Soal Singkat 1
Dalam teks tentang balas dendam, para peneliti dari negara mana yang meneliti apa yang terjadi pada otak manusia ketika ingin balas dendam?
Soal Singkat 2
Tuliskan semua kalimat tanya yang terdapat dalam paragraf teks tentang balas dendam, tanpa menyertakan judulnya.
Soal Singkat 3
Lanjutkan teks tentang balas dendam dengan menulis bagian berikutnya setelah kalimat terakhir.

Blok Teks
====================

Balas Dendam? No Way!

“Kamu tidak bisa memperbaiki dirimu dengan cara menghancurkan orang lain” – Anonymous

Apa yang terpikirkan pertama kali ketika Anda merasa kesal dengan orang lain? Balas dendam? Ya, banyak sekali pertikaian kecil yang memercikkan api dendam. Balas dendam merupakan sebuah aksi menyakiti sekaligus merugikan orang lain yang disebabkan karena perasaan kesal ingin membalas perilaku orang tertentu. Misalnya ketika Anda merasa dikhianati seseorang, rasanya Anda ingin orang tersebut juga merasakan hal yang sama.

Memang benar adanya bahwa perilaku balas dendam adalah kekuatan internal dalam diri yang sesungguhnya harus diselidiki dan dimengerti lebih lanjut. Mungkin beberapa dari Anda percaya bahwa dengan balas dendam, emosi bisa terlampiaskan dan perasaan menjadi lebih baik. Faktanya, dampak balas dendam justru terjadi sebaliknya. Yuk, simak fakta-fakta seputar balas dendam dibawah ini.

Balas dendam: insting dasar manusia
Setiap manusia memiliki naluri agar orang lain bisa merasakan hal yang sama dengan yang dirasakan. Begitu juga dengan balas dendam yang tidak dapat disangkal terkadang menguasai pikiran.

Para peneliti mengemukakan bahwa balas dendam merupakan bentuk perlindungan dan proses mencari keadilan untuk diri sendiri. Cara yang dilakukan dengan membalas orang lain sebenarnya adalah bentuk dari self-destructive (merusak diri sendiri) karena membiarkan diri ini melakukan hal buruk dengan menjatuhkan orang lain. Menimbulkan efek ketidaknyamanan jangka panjang.

Para peneliti dari Swiss melakukan studi tentang apa yang terjadi pada otak manusia ketika ingin balas dendam. Hasil menunjukkan bahwa beberapa saat setelah melakukan balas dendam, secara alamiah otak kita terasa ‘ringan’ dengan masalah yang sedang dihadapi. Namun, ternyata hal tersebut malah akan menuai perasaan yang tidak nyaman dalam jangka waktu yang panjang. Bukannya jutsru menenangkan pikiran, tetapi membuat siklus balas dendam terus berjalan.

Balas dendam karena belum berdamai dengan masa lalu

Balas dendam sebenarnya identik dengan usaha Anda untuk membuka kembali luka lama dan memupuk kembali emosi negatif. Sejatinya, Anda melakukan pembalasan terhadap orang lain karena Anda sendiri belum mampu mengobati rasa sakit. Ujung-ujungnya, balas dendamlah yang menjadi pilihan Anda. Benar atau tidak?

====================

Entri Tersedia
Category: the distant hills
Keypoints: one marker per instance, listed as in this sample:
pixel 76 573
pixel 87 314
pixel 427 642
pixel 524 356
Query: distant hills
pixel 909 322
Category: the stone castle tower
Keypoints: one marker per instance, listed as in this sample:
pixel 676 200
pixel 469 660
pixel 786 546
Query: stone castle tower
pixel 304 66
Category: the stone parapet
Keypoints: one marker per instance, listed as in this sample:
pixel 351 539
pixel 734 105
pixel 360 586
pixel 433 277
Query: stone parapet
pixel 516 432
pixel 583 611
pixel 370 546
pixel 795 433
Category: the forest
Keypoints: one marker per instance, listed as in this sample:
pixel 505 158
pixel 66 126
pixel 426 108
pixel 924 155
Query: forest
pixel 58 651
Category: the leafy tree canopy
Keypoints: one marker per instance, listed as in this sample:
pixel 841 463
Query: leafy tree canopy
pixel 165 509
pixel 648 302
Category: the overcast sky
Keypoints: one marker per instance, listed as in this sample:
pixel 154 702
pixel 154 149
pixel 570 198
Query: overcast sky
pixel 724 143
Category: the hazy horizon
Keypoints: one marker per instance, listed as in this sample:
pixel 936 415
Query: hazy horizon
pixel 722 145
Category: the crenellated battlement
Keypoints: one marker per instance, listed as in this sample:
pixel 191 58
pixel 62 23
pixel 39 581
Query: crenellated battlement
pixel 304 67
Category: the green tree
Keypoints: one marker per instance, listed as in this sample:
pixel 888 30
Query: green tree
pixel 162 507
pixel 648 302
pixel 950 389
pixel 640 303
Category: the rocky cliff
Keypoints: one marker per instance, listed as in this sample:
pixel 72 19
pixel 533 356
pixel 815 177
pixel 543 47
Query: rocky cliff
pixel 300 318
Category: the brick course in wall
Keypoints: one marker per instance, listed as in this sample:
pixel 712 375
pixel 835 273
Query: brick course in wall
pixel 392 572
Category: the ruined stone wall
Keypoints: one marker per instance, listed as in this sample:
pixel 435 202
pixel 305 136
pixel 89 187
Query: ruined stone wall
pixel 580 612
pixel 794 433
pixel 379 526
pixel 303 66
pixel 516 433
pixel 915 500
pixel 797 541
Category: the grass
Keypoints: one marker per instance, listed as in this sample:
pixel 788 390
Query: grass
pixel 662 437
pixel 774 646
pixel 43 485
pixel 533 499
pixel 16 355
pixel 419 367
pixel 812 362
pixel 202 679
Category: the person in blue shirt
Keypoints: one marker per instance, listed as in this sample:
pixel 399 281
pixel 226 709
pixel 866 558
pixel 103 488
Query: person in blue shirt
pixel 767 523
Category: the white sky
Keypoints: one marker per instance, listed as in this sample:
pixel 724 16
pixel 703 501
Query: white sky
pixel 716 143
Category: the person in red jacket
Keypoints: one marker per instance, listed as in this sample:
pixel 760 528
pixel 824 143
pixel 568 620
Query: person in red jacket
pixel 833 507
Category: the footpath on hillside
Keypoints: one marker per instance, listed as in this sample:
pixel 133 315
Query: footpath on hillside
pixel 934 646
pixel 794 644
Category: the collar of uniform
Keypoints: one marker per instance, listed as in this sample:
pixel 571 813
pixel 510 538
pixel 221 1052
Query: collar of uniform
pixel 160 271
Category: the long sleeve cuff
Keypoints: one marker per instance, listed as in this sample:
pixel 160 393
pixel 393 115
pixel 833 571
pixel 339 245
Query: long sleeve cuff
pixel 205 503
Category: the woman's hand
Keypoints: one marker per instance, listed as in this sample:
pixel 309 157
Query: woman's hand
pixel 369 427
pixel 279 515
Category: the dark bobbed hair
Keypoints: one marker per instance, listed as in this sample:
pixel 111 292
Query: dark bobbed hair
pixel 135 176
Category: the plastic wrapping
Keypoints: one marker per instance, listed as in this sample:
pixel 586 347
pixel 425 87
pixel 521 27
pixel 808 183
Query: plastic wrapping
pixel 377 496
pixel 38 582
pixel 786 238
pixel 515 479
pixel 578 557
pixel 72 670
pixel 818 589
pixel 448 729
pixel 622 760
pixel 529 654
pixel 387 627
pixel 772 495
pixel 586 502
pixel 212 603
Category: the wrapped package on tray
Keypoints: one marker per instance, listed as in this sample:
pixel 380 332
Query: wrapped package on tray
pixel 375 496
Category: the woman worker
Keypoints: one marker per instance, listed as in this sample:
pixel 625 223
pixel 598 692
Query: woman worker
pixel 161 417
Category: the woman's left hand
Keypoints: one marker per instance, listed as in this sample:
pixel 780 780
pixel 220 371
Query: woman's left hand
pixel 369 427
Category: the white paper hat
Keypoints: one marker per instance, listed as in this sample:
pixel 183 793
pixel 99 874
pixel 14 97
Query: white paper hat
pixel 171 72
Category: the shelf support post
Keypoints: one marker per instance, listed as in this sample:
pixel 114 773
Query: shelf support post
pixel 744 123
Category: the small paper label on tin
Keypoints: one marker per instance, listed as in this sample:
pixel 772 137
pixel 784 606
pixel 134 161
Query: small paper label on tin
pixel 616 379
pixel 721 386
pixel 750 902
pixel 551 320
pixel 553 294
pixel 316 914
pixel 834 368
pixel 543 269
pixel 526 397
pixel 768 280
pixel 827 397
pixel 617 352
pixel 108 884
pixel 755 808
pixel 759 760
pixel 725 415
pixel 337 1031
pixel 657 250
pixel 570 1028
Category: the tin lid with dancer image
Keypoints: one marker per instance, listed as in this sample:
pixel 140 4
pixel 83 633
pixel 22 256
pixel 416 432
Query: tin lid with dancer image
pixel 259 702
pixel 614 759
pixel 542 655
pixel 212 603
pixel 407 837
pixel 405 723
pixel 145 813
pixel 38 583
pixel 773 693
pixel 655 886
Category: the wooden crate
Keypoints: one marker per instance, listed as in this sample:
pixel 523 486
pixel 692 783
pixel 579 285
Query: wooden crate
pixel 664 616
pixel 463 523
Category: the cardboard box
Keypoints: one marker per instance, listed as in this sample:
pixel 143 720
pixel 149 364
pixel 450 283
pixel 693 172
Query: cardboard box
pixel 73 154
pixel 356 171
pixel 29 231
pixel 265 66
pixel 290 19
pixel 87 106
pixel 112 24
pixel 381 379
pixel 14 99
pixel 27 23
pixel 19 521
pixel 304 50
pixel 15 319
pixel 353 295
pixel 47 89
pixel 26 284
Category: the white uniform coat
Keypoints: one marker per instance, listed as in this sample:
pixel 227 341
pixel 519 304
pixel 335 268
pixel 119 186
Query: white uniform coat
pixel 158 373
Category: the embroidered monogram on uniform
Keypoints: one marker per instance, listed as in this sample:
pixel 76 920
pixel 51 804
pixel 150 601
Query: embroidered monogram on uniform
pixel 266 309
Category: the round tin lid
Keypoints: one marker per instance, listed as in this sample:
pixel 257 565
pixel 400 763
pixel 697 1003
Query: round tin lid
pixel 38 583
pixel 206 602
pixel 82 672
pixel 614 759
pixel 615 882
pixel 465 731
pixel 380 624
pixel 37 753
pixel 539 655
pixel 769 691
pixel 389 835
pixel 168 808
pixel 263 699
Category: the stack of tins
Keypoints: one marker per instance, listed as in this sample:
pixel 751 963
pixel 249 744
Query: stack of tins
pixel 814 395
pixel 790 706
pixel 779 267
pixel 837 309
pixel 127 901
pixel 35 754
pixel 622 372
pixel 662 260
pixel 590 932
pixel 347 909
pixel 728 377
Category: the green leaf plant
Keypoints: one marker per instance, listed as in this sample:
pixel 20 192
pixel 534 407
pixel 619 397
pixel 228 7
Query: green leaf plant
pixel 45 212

====================

Hasil Tugas 1
Swiss.

Hasil Tugas 2
- Apa yang terpikirkan pertama kali ketika Anda merasa kesal dengan orang lain?
- Balas dendam?
- Benar atau tidak?

Hasil Tugas 3
Pribadi yang haus akan status, kekuatan, dan kepemilikan cenderung suka membalas dendam

Studi yang dilakukan oleh seorang psikolog bernama Ian McKee menunjukkan bahwa orang-orang yang melakukan balas dendam biasanya mereka termotivasi untuk menguasai sesuatu. Mereka adalah orang-orang yang mencari status, wewenang, dan ingin mendominasi.

Beda budaya, beda makna balas dendam
Penelitian yang dilakukan oleh Gelfand-profesor psikologi di Universitas Maryland menunjukkan bahwa budaya kolektivis cenderung memiliki keinginan untuk balas dendam sebab balas dendam mudah menyebar ke orang lain. Sementara, budaya yang individualis tidak terlalu mementingkan keberadaan orang lain sehingga mereka cenderung tidak peduli.

Kemarahan, penyiksaan, dominasi yang ditunjukkan kepada orang lain semata-mata karena ingin membalas perilakunya merupakan ‘tabungan’ untuk merusak diri sendiri. Balas dendam memang mudah dilakukan, tetapi dampak jangka panjangnya perlu diperhitungkan. Percayalah bahwa setiap manusia ingin bahagia dan bebas dari rasa benci. Nah, maka dari itu Anda tidak perlu mencelakai diri Anda sendiri dengan cara menjatuhkan orang lain. Ya atau tidak?

Let others know the importance of mental health !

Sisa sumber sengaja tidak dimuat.